# Hooger-Booger anyone?



## I hate ricers (Sep 23, 2005)

I've got this 92-93 Hooger-Booger "Eagle Team" hard tail. It's aluminum, and has round tubes at the derailer mount, like an older YETI F.R.O.

I bought it from a pawn shop, it came with older 8 spd XT, Ritchey logic WCS cranks, and a locked-out Answer 2 fork. The frame is very thin walled and very light.

Here's the kicker:
The frame is EXACTLY like an older aluminum Yeti frame. It has the hooped rear triangle, tapered tubing near the bottom bracket for flex rigidity, and little notches on the head tube where the headset cups install. The ONLY, and I do mean ONLY, differences are the cable routes: They're not on the side like nearly all Yeti hard tails. This is a conventional design that moutns on top of the top tube. 

If any one has any info on this apparently German snowboard company, do tell please!

I will put some pics up when I go home this weekend.


----------



## retrobikeguy (Oct 27, 2005)

Think they had something to do with scott ?

best bet is to look on http://www.mtb-news.de/forum/search.php?searchid=2985890 and use google translater, if anyones gonna know about them its the germans.


----------



## Kelgee19 (Dec 8, 2010)

*Hooger to the Booger*

Well, I know that this is a very old post but I was doind some searching on the internets for Hooger Booger bikes and camr across this one. I currently own a Hooger Booger Eagle Team mountain bike and well...you are the only other person that I know of who has one. They were not too popular here in the states; as the other comment pointed out, they are/were a division of Scott. In fact, my dad purchased this bike for me from his friend, who is a Scott dealer. I have had the bike since 1997 and I still ride it as my primary mountain bike. Keep in mind I took a 5-6 year brake from riding of any kind (I think I was finding myself or something?) From your description it sounds like yours came with the same setup as mine, XT's (grip shift...I hate gripshift), Ritchy crank and wheelset, Manitou shocks. Now that I am back on it I need to update some stuff, like my Manitou 2 shocks, cassette, crank, etc. Just keeping it budget build so that I can save up for a nicer ride. But anyway, yes the bike is a diamond in the rough, I love it and will probably hang onto it more for sentamental reasons than anything...wouldn't get anything for it if I tried to sell.

Dataset excerpt:
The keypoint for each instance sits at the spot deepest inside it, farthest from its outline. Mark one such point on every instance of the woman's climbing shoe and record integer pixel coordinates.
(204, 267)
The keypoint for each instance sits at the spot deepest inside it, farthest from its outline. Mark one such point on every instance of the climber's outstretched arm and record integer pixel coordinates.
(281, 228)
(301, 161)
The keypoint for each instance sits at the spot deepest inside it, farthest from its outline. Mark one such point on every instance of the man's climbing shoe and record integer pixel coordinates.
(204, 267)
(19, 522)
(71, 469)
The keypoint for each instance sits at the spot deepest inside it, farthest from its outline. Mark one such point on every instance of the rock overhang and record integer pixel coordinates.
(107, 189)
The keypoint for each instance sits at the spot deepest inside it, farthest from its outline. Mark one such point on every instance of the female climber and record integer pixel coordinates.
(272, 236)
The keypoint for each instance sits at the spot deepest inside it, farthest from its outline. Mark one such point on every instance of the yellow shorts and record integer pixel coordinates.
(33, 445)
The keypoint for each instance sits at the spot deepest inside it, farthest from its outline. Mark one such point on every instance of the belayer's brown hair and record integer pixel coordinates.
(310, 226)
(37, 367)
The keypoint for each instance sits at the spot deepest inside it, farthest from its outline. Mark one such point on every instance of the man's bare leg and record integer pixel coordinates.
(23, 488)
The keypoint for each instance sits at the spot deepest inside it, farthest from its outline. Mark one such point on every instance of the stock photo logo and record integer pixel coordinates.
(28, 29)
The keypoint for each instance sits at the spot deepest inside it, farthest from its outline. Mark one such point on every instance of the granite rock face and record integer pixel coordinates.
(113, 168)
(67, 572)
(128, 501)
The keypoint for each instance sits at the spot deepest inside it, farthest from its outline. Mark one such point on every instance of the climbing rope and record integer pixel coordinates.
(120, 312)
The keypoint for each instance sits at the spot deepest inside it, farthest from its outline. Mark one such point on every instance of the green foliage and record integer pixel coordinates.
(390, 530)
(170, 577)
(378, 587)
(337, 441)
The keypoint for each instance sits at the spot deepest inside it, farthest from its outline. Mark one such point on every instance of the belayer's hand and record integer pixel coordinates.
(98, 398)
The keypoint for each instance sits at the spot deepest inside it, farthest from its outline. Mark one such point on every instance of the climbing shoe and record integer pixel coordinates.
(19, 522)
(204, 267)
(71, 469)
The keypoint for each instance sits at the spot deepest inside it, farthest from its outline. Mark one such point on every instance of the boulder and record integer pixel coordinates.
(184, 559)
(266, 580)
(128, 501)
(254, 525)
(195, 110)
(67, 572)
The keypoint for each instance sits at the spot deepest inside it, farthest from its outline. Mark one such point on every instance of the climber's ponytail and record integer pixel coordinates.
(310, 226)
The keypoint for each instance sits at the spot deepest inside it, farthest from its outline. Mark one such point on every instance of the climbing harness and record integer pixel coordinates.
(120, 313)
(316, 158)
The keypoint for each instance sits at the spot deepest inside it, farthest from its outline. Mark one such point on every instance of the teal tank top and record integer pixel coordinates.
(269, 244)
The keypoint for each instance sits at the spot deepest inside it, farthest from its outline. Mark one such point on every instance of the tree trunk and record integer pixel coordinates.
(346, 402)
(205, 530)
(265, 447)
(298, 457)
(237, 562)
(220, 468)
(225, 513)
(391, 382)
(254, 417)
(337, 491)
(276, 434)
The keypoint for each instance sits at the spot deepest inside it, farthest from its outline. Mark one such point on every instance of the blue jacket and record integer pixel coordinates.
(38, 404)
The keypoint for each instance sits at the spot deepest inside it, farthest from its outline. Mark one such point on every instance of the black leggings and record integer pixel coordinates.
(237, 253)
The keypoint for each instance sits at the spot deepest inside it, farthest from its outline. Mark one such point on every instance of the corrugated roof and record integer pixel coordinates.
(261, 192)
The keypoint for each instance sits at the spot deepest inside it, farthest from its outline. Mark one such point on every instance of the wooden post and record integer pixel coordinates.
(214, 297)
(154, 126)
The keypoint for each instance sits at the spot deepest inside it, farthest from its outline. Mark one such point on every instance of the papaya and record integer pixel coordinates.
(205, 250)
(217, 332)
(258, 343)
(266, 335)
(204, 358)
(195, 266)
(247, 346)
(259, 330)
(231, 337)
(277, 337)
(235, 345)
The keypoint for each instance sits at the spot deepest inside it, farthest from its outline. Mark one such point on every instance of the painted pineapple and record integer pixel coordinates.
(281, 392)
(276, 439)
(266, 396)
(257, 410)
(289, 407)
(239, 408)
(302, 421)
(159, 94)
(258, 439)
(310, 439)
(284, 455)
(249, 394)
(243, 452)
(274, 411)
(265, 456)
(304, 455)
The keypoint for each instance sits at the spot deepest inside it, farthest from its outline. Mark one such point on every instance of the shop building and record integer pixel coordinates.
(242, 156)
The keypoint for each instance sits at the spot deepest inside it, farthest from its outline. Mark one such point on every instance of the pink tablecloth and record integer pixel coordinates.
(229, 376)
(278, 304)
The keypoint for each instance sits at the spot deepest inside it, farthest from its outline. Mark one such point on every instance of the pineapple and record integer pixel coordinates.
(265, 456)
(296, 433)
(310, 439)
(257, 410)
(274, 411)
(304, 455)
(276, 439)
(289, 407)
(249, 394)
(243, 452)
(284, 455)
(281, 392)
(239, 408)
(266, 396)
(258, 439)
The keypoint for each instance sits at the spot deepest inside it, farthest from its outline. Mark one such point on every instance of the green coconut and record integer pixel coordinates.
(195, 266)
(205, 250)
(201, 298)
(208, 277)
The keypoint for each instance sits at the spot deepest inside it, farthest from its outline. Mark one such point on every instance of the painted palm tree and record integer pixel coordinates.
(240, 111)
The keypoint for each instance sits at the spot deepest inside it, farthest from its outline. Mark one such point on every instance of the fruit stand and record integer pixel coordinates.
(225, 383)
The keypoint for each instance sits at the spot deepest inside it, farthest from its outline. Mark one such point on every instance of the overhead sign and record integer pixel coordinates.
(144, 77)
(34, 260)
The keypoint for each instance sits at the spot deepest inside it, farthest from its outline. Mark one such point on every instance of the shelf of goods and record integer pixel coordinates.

Task instructions:
• A. Locate every line in the listing that contains the word "painted" and copy each of those lines.
• B. Continue the Hooger-Booger bike thread from where it stops.

Answers to the problems:
• A.
The keypoint for each instance sits at the spot deepest inside it, farthest from its outline. Mark one such point on every instance of the painted pineapple and record integer pixel coordinates.
The keypoint for each instance sits at the spot deepest inside it, farthest from its outline. Mark one such point on every instance of the painted palm tree and record integer pixel coordinates.

• B.
Anyway, let me know if you still have it. What kind of brakes did yours come with? Mine has the original Magura H22 hydraulic rim brakes. :thumbsup:

Thanks,
Kel


----------



## girlonbike (Apr 24, 2008)

What are ricers?


----------



## fat-tony (Sep 6, 2005)

girlonbike said:


> What are ricers?


http://lmgtfy.com/?q=ricer+burners

 (sorry, I couldn't resist)


----------



## laffeaux (Jan 4, 2004)

girlonbike said:


> What are ricers?


Always consult the Urban Dictionary when in doubt.

http://www.urbandictionary.com/define.php?term=ricer


----------



## girlonbike (Apr 24, 2008)

ahhhh...I see! Interesting. Lemme go find a booger the same way now.


----------



## alexk (Sep 30, 2005)

And then of course there is Bryan's Rice-Boy Page....

http://www.riceboypage.com/index.html

The Hall(s) of Shame are hilarious.


----------



## banks (Feb 2, 2004)

girlonbike said:


> What are ricers?


It's a type of Ritchey brake.


----------



## yo-Nate-y (Mar 5, 2009)

nooo. ricers are bars.


----------



## jmmUT (Sep 15, 2008)

I know some of their snowboards are becoming sort of sought after in the vintage snowboard community. The boards were quality.


----------



## Kelgee19 (Dec 8, 2010)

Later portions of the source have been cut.